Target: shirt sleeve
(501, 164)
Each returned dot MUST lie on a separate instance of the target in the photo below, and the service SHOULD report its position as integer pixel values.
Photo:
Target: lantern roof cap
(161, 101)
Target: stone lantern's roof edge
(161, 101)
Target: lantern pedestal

━━━━━━━━━━━━━━━━━━━━

▶ _What is required_
Copy out all of the records above with nothing altered.

▶ _Task response_
Target: shirt sleeve
(501, 164)
Each returned dot MUST lie on a separate instance of the target in the photo below, and the service SHOULD report its position as integer pixel values.
Photo:
Target: lantern roof cap
(161, 101)
Target: stone lantern's roof edge
(161, 101)
Target: lantern pedestal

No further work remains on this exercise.